Task item:
When you reach the line with "Annotation guideline: for every instance of the green grass, put" in the listing below, transcribe it and each line after it up to and including the line with "Target: shrub", exactly and with nothing else.

Raw data:

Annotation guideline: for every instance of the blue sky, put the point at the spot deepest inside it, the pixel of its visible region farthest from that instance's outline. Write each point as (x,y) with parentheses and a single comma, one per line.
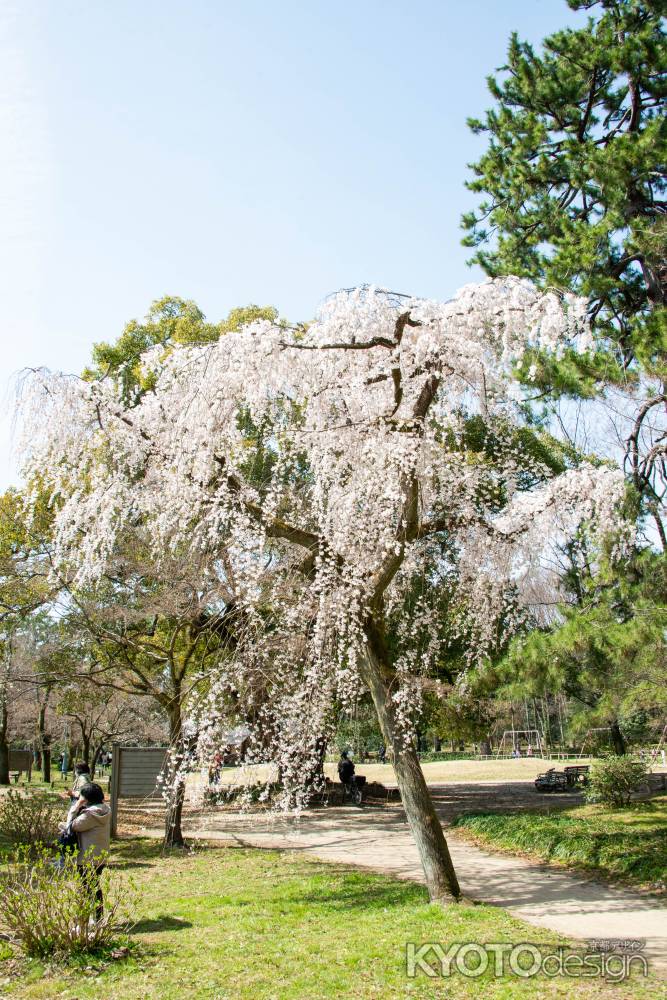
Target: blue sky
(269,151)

--

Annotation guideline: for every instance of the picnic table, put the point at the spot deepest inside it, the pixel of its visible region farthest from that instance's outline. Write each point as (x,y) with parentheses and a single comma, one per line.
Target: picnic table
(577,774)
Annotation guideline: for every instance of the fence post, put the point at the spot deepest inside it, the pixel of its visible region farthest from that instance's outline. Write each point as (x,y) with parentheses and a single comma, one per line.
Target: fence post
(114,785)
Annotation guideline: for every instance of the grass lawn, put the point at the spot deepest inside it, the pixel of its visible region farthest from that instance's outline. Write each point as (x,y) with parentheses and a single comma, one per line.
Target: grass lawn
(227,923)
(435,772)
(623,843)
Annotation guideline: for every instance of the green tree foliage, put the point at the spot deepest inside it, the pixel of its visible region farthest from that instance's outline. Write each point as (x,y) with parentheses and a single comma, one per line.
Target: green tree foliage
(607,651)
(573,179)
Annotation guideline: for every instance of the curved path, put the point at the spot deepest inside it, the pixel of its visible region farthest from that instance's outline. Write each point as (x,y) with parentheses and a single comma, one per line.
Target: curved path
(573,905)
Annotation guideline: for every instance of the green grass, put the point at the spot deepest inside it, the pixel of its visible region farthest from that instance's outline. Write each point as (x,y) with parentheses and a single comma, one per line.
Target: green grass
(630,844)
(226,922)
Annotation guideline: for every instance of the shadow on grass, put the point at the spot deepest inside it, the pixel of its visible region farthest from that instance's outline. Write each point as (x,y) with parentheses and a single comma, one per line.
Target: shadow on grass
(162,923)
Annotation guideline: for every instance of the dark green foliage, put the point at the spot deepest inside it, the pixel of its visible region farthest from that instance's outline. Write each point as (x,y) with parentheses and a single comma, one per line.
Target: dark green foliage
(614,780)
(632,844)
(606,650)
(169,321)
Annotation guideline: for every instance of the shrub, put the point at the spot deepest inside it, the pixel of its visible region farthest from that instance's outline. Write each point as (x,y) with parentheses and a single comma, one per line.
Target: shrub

Problem solution:
Annotation guideline: for every instance of the green grass, put the point at the spot deepest inside it, the pixel of its visible region farthest from that instance's outline. Write each point as (x,y) with parentheses and a single comma, one per line.
Target: green grass
(630,844)
(226,922)
Annotation guideline: for every instance of the shadow on grass, put the point at the spot deepest inside it, the pixel of its visible region farthest from that instance's outline. Write each point as (x,y) with parentheses and a single comma, one per line.
Target: shadow on grass
(162,923)
Annotation guideline: for every instance of the dark green foliage, put the point at the spot deepest inside it, the pixel of its visible region farthest from that instance's outline. Write each point as (x,y) with parentheses and a single comma, one per line.
Target: dark green foliage
(614,780)
(632,844)
(606,650)
(169,321)
Annotation guideline: for every instance of the shrub, put the point at the spot deepest inside it, the pixel of its visible region farthest from that instance's outline. Write each point as (x,y) with parentheses and a single comma, one per line.
Target: shrub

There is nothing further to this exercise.